* To be done *
1) Rename "fitters" as "welders" in the section of the pipe fusion thread that opens with the words containing "## Redwood (Sep" and closes with "the nest one.", then write that section out again.
2) Extend the pipe fusion thread, picking up right after its final sentence.

-- Start Article --

# New to me Hydraulic Pipe Fusion Unit



## Cuda (Mar 16, 2009)

We have been renting a Mcelroy 26 unit for doing our 6" fusion, we bought another unit that worked ok but was it's max and I didn't like it but the supply house where we buy our pipe rents units but recently even with a reservation they kept not having one for us because big contractors would keep them for a month our two (and write the rental off) Anyway been looking for a couple years for a unit to buy and got lucky on ebay! Won the auction, contacted the seller and drove 800 miles to pick it up! This unit is a Mcelroy 28 capable of 8"


----------



## Redwood (Sep 8, 2008)

Very nice acquisition! :thumbup:


----------



## 422 plumber (Jul 31, 2008)

Our fitters are doing a lot of HDPE at the nukes lately. Mostly for service water and forced main sewers. Our shop had to write the procedure, then give it to the utility to basically copy and call it their procedure, before we could start burning joints. Our fitters bought so much pipe and fittings, the supply house loaned us their machine, it is self propelled, on crawler tracks. Every joint was recorded by a laptop and sent as a file to an engineer, who signed off on it before they did the nest one.

-- End Article --
-- Start Stored records --

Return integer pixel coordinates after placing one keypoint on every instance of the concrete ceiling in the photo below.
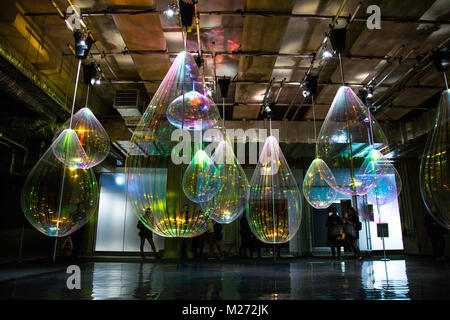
(281, 45)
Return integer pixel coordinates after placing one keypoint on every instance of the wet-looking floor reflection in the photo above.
(294, 279)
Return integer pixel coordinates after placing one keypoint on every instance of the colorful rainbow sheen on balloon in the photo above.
(273, 200)
(67, 148)
(155, 150)
(85, 144)
(348, 133)
(373, 168)
(231, 200)
(58, 200)
(435, 166)
(189, 105)
(387, 189)
(315, 186)
(201, 181)
(197, 109)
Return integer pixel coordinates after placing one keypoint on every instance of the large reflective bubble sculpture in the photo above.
(85, 142)
(348, 130)
(316, 189)
(201, 180)
(273, 201)
(188, 106)
(387, 189)
(230, 202)
(196, 106)
(434, 168)
(156, 149)
(56, 199)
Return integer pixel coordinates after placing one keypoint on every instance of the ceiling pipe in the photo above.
(244, 13)
(399, 86)
(235, 53)
(100, 52)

-- End Stored records --

* Results of the tasks *
1)
## Redwood (Sep 8, 2008)

Very nice acquisition! :thumbup:


----------



## 422 plumber (Jul 31, 2008)

Our welders are doing a lot of HDPE at the nukes lately. Mostly for service water and forced main sewers. Our shop had to write the procedure, then give it to the utility to basically copy and call it their procedure, before we could start burning joints. Our welders bought so much pipe and fittings, the supply house loaned us their machine, it is self propelled, on crawler tracks. Every joint was recorded by a laptop and sent as a file to an engineer, who signed off on it before they did the nest one.

2)
----------



## TX MECH PLUMBER (May 27, 2011)

Nice rig.


----------



## Cuda (Mar 16, 2009)

422 plumber said:


> Our fitters are doing a lot of HDPE at the nukes lately. Mostly for service water and forced main sewers. Our shop had to write the procedure, then give it to the utility to basically copy and call it their procedure, before we could start burning joints. Our fitters bought so much pipe and fittings, the supply house loaned us their machine, it is self propelled, on crawler tracks. Every joint was recorded by a laptop and sent as a file to an engineer, who signed off on it before they did the nest one.


Yea a data logger to record the joints, I can only hope we get a job that will pay for a data logger. All the pipe joining equipment cost bucks!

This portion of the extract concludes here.